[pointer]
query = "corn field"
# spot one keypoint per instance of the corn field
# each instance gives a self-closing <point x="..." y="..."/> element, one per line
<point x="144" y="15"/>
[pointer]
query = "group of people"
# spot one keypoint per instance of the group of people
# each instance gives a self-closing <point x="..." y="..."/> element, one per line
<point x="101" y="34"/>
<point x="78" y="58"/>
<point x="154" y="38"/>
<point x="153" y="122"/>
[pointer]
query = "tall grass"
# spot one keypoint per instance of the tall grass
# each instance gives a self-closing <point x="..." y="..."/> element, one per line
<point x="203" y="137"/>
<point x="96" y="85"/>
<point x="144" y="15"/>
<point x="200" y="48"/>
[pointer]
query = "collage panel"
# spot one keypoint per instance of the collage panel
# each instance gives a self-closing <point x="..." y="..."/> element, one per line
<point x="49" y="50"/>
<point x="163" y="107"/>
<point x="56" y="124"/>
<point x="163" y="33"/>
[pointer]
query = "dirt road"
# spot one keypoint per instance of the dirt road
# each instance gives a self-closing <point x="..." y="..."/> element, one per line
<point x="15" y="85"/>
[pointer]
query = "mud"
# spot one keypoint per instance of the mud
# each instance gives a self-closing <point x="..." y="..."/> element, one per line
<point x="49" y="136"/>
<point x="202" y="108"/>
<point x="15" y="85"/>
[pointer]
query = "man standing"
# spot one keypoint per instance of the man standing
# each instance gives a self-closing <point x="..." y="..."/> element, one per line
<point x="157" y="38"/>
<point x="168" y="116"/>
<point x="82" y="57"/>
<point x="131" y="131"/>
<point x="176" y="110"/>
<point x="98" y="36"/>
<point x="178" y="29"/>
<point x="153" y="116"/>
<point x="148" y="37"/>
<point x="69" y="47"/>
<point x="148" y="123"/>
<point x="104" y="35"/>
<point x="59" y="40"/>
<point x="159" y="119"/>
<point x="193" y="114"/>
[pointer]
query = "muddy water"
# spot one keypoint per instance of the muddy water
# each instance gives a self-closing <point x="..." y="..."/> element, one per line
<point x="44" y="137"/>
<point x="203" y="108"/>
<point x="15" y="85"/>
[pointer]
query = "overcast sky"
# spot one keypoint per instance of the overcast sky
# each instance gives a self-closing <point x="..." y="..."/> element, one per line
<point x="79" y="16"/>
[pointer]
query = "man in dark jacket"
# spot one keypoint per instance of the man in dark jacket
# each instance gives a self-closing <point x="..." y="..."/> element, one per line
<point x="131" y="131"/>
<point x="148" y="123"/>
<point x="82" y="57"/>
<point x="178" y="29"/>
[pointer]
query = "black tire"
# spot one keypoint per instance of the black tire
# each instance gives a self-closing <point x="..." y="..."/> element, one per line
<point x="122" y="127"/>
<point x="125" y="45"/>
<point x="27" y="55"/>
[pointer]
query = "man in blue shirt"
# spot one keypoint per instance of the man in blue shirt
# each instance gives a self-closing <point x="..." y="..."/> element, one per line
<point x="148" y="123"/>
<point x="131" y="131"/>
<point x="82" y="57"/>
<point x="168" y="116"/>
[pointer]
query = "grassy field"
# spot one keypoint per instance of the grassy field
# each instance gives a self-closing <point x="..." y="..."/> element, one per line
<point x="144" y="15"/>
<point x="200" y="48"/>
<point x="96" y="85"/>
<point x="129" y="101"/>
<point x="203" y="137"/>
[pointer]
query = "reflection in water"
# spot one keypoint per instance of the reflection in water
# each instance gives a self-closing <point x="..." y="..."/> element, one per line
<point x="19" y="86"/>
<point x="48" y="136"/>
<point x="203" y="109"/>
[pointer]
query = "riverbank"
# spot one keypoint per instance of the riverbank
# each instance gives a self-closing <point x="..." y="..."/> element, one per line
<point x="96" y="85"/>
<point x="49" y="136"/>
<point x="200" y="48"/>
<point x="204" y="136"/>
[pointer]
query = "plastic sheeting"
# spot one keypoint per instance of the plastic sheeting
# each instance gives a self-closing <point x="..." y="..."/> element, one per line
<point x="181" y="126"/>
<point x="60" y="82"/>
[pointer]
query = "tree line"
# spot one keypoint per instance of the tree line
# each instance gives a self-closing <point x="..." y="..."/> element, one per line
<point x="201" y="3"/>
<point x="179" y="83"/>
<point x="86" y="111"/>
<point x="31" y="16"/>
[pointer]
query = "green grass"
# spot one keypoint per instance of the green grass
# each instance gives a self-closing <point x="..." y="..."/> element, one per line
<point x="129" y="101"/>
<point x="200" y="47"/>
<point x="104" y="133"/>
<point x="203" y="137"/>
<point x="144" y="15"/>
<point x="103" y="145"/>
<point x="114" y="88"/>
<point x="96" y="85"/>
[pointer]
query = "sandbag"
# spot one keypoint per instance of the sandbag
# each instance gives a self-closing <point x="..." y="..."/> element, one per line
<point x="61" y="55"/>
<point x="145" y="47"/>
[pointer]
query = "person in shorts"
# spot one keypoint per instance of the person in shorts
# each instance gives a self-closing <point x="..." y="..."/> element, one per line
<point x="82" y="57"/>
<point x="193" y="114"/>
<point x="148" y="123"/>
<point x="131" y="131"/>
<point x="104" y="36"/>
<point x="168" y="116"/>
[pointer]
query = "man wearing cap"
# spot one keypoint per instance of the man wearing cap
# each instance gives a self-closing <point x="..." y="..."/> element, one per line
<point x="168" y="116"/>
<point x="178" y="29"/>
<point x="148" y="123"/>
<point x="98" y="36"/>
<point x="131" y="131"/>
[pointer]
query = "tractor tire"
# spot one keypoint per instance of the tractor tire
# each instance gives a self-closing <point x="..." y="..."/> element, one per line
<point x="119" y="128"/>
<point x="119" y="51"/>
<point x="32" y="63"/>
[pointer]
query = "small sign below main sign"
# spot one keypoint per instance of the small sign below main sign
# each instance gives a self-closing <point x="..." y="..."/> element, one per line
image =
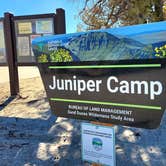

▶ [WORK INSTRUCTIONS]:
Filter the listing above for the string "riverbank" and copy every matching line.

▶ [ANSWER TO THIS TASK]:
query = "riverbank"
# spot one keypoint per instance of the riverbank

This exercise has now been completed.